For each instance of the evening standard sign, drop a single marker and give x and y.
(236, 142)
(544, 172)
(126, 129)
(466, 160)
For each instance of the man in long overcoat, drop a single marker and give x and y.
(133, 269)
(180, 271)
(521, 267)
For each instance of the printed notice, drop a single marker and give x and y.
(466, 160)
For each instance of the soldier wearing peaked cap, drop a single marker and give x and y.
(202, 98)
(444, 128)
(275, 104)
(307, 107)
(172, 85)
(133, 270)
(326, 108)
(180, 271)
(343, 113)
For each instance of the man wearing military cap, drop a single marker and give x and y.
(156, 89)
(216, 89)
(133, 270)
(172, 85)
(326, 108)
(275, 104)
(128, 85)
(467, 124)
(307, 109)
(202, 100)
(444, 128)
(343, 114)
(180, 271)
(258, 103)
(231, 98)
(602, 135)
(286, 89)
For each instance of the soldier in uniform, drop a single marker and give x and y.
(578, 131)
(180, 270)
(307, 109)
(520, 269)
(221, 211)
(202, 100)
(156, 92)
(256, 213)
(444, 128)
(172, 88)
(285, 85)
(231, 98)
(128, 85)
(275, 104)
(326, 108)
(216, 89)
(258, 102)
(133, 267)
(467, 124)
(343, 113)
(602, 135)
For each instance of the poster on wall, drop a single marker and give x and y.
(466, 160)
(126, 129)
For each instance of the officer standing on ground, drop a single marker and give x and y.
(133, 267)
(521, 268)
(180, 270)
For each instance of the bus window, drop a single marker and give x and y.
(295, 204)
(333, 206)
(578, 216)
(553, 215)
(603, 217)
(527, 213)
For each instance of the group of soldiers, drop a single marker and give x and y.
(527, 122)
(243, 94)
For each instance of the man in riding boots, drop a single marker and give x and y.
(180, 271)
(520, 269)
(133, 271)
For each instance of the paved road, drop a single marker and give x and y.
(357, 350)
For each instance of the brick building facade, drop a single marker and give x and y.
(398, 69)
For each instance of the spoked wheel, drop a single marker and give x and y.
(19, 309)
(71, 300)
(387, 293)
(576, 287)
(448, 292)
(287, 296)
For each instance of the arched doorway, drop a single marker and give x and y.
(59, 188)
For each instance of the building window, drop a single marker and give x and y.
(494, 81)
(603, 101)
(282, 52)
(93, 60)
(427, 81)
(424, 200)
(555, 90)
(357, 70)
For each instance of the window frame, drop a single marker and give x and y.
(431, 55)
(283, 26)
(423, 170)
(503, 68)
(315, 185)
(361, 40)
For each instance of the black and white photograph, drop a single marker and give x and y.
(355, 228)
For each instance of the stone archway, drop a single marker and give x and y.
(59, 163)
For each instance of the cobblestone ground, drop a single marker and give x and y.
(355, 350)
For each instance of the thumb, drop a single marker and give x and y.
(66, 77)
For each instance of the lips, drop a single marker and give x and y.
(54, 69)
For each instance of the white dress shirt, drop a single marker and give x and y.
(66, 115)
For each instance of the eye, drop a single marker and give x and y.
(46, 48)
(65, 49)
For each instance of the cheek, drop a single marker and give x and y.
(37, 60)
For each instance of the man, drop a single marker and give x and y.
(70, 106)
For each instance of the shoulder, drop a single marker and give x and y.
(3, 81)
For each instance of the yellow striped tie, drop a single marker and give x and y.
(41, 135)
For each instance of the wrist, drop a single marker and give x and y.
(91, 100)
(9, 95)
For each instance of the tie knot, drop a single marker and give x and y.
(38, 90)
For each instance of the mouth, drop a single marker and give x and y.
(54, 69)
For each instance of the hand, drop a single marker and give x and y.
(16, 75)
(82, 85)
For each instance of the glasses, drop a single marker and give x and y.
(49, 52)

━━━━━━━━━━━━━━━━━━━━

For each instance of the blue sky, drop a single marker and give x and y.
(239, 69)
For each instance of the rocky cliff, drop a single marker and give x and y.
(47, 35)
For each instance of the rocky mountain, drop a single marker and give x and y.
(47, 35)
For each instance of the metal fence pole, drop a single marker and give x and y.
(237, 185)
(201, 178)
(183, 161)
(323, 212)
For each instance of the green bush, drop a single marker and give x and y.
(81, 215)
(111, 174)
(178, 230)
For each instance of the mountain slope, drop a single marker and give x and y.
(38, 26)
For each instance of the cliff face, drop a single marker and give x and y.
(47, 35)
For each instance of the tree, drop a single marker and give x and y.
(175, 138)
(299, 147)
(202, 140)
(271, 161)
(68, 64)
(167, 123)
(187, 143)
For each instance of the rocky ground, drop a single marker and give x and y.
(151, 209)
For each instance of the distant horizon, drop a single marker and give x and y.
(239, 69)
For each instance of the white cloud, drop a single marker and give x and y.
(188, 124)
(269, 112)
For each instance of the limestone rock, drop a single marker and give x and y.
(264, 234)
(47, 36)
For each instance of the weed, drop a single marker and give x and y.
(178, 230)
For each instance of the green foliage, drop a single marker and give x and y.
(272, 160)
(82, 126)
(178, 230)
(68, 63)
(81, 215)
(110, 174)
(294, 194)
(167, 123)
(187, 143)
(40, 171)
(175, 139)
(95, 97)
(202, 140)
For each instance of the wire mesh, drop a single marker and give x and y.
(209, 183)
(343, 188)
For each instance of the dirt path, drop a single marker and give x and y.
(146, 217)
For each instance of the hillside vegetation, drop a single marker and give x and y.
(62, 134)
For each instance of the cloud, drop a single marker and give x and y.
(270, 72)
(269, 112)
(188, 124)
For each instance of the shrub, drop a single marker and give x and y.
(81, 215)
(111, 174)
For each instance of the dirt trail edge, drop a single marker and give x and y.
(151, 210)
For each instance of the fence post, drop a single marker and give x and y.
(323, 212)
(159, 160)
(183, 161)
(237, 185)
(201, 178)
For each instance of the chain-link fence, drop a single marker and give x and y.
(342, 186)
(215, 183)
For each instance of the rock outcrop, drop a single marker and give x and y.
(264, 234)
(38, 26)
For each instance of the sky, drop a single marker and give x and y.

━━━━━━━━━━━━━━━━━━━━

» **Exercise description**:
Please output the lines of the listing above that fall in the stretch from the one with "For each instance of the cloud, drop" through the one with "For each instance of the sky, drop", exactly and only those.

» **Task result**:
For each instance of the cloud, drop a single marker and give x and y.
(270, 72)
(269, 112)
(188, 124)
For each instance of the shrub, drop a single marker and give x and y.
(81, 215)
(111, 174)
For each instance of the dirt trail edge, drop a single marker and give x and y.
(151, 210)
For each instance of the fence post, drop a single marker and give x and y.
(323, 212)
(159, 160)
(183, 161)
(237, 185)
(201, 178)
For each instance of the chain-link fence, drop a single marker and give x and y.
(342, 186)
(215, 183)
For each instance of the rock outcrop, drop a single marker and give x and y.
(264, 234)
(38, 26)
For each instance of the sky, drop a single marker and give x and y.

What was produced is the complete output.